Designer: Paul E. Robinson
Publisher: Drawing Deck LLC
Year Published: 2018
No. of Players: 2
Ages: 5+
Playing Time: 10+ minutes

Find more info on BoardGameGeek.com

DISCLAIMER: I was provided a copy of this game for my review.

Everyone has that one friend. The person who just isn't all that into "complicated" games. Of course, to them, complicated means anything that has more rules than Monopoly or chess. There's nothing wrong with this mindset, of course—everyone's entitled to like different things—but you're wanting to mix it up a little, show them that a different take on things isn't inherently bad.

Kamikaze Chess is a lot of things. Part remix, part travel companion, this small box of cards allows you to play chess (and checkers!) anywhere, at any time. It also employs interesting new chess variants to modify the game you know so well, including Kamikaze cards that affect the game on the fly in unique, interesting ways. And best of all, there is no right or wrong way to play it—only YOUR way.


Rules and Setup:
Because of the variety of options, there's a few different ways to play, but all of them start with setting up the board. Remove the Kamikaze (red) cards and arrange them in a checkerboard pattern; these will serve as the dark squares on the board, while the open spaces between them represent the light squares. At this point, it's a simple matter of putting down your chess pieces, and this is where things get interesting.

**********

> ACTIVITY A
In the listing, write out the stretch from the start through the line containing "rough mask: <svg" again, replacing "clicks" with "points" and leaving everything else unchanged.

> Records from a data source
**********

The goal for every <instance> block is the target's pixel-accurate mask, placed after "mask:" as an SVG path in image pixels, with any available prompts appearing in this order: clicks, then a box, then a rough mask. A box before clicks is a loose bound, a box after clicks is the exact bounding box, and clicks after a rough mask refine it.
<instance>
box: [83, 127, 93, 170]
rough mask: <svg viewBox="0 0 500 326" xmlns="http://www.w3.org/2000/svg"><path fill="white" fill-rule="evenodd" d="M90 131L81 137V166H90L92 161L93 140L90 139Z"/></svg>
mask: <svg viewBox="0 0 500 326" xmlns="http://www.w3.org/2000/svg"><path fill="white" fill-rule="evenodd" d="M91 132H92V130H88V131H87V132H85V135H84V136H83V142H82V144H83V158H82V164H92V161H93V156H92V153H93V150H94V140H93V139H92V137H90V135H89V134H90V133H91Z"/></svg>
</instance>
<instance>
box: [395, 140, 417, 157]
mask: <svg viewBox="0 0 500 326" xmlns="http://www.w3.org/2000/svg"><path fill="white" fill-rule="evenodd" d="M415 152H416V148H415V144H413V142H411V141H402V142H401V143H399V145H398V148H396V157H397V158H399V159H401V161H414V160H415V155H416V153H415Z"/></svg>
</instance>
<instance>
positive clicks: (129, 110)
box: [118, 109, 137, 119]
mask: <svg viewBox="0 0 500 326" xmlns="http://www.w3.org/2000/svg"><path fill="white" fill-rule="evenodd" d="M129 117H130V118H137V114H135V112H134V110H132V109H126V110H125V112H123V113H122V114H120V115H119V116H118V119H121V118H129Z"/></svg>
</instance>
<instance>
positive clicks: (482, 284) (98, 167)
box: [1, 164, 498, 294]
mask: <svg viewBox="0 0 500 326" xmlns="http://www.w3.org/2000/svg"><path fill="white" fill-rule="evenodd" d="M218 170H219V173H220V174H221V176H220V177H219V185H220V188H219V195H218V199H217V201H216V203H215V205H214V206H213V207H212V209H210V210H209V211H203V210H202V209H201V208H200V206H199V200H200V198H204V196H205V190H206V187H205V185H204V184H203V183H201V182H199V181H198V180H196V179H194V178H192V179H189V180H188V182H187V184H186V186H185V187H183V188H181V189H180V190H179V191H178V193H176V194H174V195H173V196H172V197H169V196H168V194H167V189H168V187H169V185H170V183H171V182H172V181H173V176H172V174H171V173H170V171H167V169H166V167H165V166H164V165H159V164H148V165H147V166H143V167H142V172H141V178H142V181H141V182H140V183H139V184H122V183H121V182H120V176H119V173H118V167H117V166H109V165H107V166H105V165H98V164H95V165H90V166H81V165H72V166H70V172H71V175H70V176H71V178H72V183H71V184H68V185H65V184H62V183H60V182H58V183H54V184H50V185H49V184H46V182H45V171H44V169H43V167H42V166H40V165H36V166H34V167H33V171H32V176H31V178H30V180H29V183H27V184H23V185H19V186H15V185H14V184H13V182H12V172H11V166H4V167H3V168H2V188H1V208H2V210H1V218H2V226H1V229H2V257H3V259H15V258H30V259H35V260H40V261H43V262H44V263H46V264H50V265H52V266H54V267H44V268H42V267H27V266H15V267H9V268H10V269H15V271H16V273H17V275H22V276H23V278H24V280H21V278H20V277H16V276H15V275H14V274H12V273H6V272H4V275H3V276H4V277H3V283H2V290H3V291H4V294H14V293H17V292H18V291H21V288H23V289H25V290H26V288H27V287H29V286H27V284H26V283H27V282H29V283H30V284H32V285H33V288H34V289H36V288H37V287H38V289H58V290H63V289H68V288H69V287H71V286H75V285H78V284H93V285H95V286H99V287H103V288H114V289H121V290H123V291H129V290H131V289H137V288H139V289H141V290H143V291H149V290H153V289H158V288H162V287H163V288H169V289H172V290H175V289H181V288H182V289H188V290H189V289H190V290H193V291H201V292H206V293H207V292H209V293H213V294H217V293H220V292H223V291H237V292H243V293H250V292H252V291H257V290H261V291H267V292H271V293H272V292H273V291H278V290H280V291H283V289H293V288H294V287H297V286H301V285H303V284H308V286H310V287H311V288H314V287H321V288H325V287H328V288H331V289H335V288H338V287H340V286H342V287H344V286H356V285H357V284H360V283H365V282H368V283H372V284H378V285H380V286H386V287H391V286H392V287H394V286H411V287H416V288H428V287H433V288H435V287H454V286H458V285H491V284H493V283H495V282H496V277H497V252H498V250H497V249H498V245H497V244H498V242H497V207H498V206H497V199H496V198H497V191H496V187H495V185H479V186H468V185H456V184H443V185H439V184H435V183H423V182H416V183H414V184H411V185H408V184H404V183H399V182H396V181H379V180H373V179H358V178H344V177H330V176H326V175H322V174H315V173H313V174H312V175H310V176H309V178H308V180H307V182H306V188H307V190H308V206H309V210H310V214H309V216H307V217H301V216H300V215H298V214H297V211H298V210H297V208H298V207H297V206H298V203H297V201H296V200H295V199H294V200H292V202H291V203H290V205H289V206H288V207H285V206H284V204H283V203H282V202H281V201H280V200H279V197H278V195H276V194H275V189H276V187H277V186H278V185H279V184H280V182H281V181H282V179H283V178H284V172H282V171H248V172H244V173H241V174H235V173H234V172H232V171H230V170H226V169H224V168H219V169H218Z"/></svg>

**********

> ACTIVITY B
Name each labeled fact about the game that opens the board game review, and give its value.

> ANSWER AREA A
The goal for every <instance> block is the target's pixel-accurate mask, placed after "mask:" as an SVG path in image pixels, with any available prompts appearing in this order: points, then a box, then a rough mask. A box before points is a loose bound, a box after points is the exact bounding box, and points after a rough mask refine it.
<instance>
box: [83, 127, 93, 170]
rough mask: <svg viewBox="0 0 500 326" xmlns="http://www.w3.org/2000/svg"><path fill="white" fill-rule="evenodd" d="M90 131L81 137V166H90L92 161L93 140L90 139Z"/></svg>

> ANSWER AREA B
- Designer: Paul E. Robinson
- Publisher: Drawing Deck LLC
- Year Published: 2018
- No. of Players: 2
- Ages: 5+
- Playing Time: 10+ minutes